Text segment:
---+---
The Seaboard System Railroad, Inc.  was a US Class I railroad that operated from 1982 to 1986.

Since the late 1960s, Seaboard Coast Line Industries had operated the Seaboard Coast Line and its sister railroads—notably the Louisville & Nashville and Clinchfield—as the "Family Lines System". In 1980, SCLI merged with the Chessie System to create the holding company CSX Corporation; two years later, CSX merged the Family Lines railroads to create the Seaboard System Railroad. 

In 1986, Seaboard renamed itself CSX Transportation, which absorbed the Chessie System's two major railroads the following year.

History
The Seaboard System's roots trace back to SCL Industries, a holding company created in 1968 that combined the Seaboard Coast Line's subsidiary railroads into one entity. In 1969, SCL was renamed Seaboard Coast Line Industries. Known as the Family Lines System from 1972-1982, to better compete with the Southern Railway System. this entity adopted its own logo and colors, but each railroad maintained its own identity. Over time, this caused confusion among customers. In comparison to the neighboring Chessie System, which had four railroads, the Family Lines had six railroads. In 1971 SCL bought out the remaining shares and made the Louisville & Nashville a subsidiary.

On November 1, 1980, Seaboard Coast Lines Industries and Chessie System merged under the holding company CSX Corporation. Over the following seven years, the Chessie and Seaboard's various railroads were gradually merged into one. 

The first step came on December 29, 1982, when the Seaboard Coast Line and Louisville & Nashville (under the Family Lines entity) were merged to form the Seaboard System Railroad, Inc.

Considered as a "temporary railroad", the Seaboard System quickly began to merge the smaller railroads that were owned under the Family Lines System entity. This included the Georgia Railroad and the Clinchfield Railroad (1983), South Carolina Pacific Railway (April 30, 1984), Louisville, Henderson & St. Louis Railway (July 1984), Gainesville Midland (1985), Atlanta & West Point Railroad (June 1986) and the Columbia, Newberry & Laurens (June 1986).  These mergers simplified equipment and management alongside the Chessie System railroads (Chesapeake & Ohio, Baltimore & Ohio, Western Maryland). 

The process began its culmination when Seaboard renamed itself CSX Transportation on July 1, 1986. On April 30, 1987, the Baltimore & Ohio Railroad was merged into the Chesapeake & Ohio. Finally, on August 31, 1987, the Chesapeake & Ohio (still under the Chessie System entity for corporate reasons) was merged into CSX Transportation. All the major railroads under CSX Corporation were now one company. (The Western Railway of Alabama would remain an operating subsidiary until December 2002, when it was finally merged into CSX.)

Equipment colors and painting
Even before the creation of the Seaboard System, locomotives began to receive a simplified paint scheme of the Family Lines. However, only the iron-grey, red, and yellow colors were recycled, in combination with a completely redesigned logo featuring a coupled variation font of ITC Eras Demi. The first locomotive to be decorated with the new Seaboard System paint scheme was Uceta GP16 #4802 in October 1982. Because the merger did not occur until December, locomotives after October 1982 were to receive the Seaboard System paint scheme with the existing railroad's reporting marks applied.
---+---
Set exercise 1: Please list every row below that contains the string "grille", copying each one in full.
---+---
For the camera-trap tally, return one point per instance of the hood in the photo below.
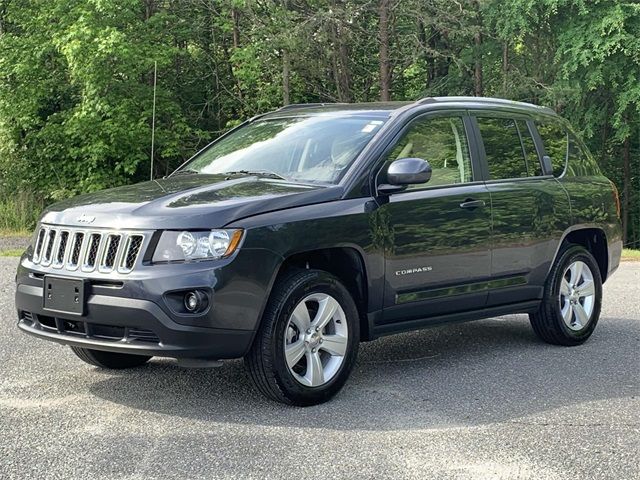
(185, 201)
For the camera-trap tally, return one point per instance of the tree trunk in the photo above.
(626, 188)
(235, 20)
(505, 68)
(422, 40)
(286, 78)
(345, 71)
(383, 37)
(477, 40)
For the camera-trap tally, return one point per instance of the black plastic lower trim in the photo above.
(398, 327)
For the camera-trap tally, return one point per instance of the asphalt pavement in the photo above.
(481, 400)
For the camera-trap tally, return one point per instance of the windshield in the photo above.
(306, 149)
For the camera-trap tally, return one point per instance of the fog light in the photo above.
(195, 301)
(191, 302)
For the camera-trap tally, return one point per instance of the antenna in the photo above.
(153, 114)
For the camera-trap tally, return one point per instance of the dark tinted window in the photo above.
(503, 148)
(534, 168)
(554, 137)
(441, 141)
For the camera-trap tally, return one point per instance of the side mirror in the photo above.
(405, 171)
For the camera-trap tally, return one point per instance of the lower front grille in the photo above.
(79, 328)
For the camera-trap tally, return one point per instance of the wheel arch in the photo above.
(591, 237)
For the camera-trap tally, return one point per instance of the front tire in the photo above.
(110, 360)
(308, 340)
(570, 308)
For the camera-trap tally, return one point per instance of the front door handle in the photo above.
(471, 203)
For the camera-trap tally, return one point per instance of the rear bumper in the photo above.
(127, 325)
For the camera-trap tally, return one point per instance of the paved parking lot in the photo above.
(477, 400)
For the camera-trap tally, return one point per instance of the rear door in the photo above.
(440, 231)
(529, 208)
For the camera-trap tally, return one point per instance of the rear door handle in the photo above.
(471, 203)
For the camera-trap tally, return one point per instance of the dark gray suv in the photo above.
(307, 230)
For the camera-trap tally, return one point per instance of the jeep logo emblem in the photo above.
(84, 218)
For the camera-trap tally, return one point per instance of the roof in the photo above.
(388, 109)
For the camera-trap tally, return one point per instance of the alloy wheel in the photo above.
(577, 295)
(316, 340)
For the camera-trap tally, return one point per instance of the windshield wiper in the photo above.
(186, 171)
(261, 173)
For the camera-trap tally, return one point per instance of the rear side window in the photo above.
(503, 148)
(555, 139)
(534, 167)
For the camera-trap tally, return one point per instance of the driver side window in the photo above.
(441, 141)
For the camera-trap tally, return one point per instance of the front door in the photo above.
(438, 256)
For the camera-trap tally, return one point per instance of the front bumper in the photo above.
(127, 326)
(130, 314)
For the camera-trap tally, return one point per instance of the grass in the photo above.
(633, 255)
(12, 252)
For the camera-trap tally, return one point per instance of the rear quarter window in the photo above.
(556, 144)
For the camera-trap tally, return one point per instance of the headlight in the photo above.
(190, 246)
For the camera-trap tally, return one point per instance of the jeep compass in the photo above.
(304, 231)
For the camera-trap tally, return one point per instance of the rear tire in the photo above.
(308, 339)
(110, 360)
(570, 307)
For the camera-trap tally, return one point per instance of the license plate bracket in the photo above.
(65, 295)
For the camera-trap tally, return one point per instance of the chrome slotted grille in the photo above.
(87, 250)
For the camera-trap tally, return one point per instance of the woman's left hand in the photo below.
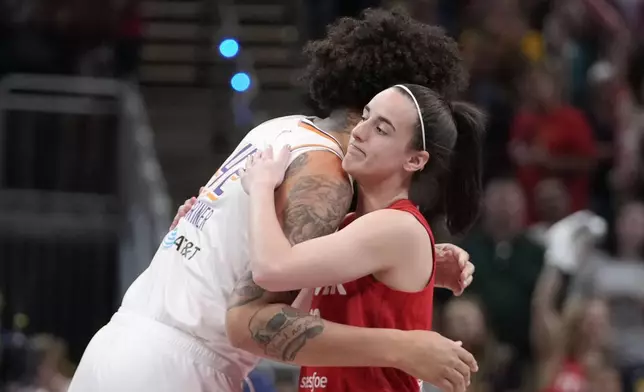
(454, 270)
(264, 169)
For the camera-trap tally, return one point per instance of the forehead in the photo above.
(396, 106)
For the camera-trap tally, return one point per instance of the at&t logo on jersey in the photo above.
(169, 239)
(181, 244)
(314, 382)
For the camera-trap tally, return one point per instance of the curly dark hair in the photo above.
(361, 57)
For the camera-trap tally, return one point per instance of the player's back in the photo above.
(198, 263)
(367, 302)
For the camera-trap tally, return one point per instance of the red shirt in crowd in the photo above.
(563, 132)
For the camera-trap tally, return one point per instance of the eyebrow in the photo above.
(383, 119)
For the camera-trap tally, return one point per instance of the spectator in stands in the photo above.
(464, 320)
(508, 263)
(568, 346)
(552, 203)
(551, 139)
(619, 281)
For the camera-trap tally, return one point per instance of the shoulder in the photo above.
(389, 226)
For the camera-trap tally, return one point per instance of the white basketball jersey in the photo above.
(197, 265)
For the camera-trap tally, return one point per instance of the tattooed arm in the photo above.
(311, 202)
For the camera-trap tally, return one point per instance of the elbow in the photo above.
(270, 277)
(236, 329)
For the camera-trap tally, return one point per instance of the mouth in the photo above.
(351, 145)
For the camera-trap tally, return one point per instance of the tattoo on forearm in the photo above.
(247, 291)
(297, 165)
(316, 206)
(284, 334)
(320, 205)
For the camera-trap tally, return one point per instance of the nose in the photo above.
(359, 132)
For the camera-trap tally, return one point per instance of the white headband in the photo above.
(420, 114)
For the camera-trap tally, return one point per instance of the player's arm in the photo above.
(374, 243)
(311, 202)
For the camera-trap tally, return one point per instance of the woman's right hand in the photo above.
(183, 209)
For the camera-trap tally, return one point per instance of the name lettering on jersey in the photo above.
(314, 382)
(331, 290)
(228, 171)
(199, 214)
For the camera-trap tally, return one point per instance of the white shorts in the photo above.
(136, 354)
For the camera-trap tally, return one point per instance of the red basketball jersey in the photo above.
(366, 302)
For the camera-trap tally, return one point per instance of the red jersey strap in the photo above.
(407, 206)
(400, 205)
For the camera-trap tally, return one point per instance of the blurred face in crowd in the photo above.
(551, 200)
(540, 89)
(504, 207)
(605, 379)
(595, 323)
(630, 228)
(463, 320)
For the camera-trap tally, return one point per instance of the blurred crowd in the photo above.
(90, 38)
(557, 303)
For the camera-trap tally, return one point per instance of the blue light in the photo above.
(240, 81)
(229, 48)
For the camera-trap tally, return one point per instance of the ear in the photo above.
(416, 161)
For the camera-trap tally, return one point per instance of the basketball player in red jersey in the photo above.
(356, 60)
(383, 256)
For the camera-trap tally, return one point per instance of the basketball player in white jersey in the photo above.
(170, 332)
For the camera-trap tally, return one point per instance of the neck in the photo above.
(340, 123)
(380, 194)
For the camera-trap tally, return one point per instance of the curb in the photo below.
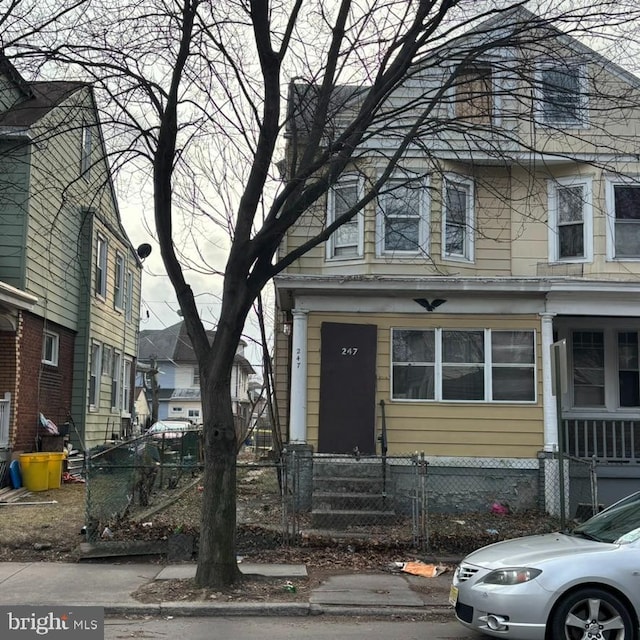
(280, 609)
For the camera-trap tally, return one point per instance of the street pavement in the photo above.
(111, 586)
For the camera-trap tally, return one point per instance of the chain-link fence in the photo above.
(122, 478)
(404, 501)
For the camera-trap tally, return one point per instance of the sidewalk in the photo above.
(111, 585)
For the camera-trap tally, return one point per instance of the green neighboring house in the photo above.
(69, 276)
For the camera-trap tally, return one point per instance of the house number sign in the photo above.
(349, 351)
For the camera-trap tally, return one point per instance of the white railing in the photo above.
(5, 412)
(609, 440)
---+---
Set exercise 2:
Answer these questions from the railroad text above:
(a) In what year was SCL Industries renamed Seaboard Coast Line Industries?
(b) On what date did Seaboard rename itself CSX Transportation?
(c) Which locomotive was the first to be decorated with the Seaboard System paint scheme?

Written solution 1:
For the camera-trap tally, return one point per instance of the lower front grille in the photo above.
For the camera-trap tally, return one point per instance of the chrome slotted grille in the photo above.

Written solution 2:
(a) 1969
(b) July 1, 1986
(c) Uceta GP16 #4802, in October 1982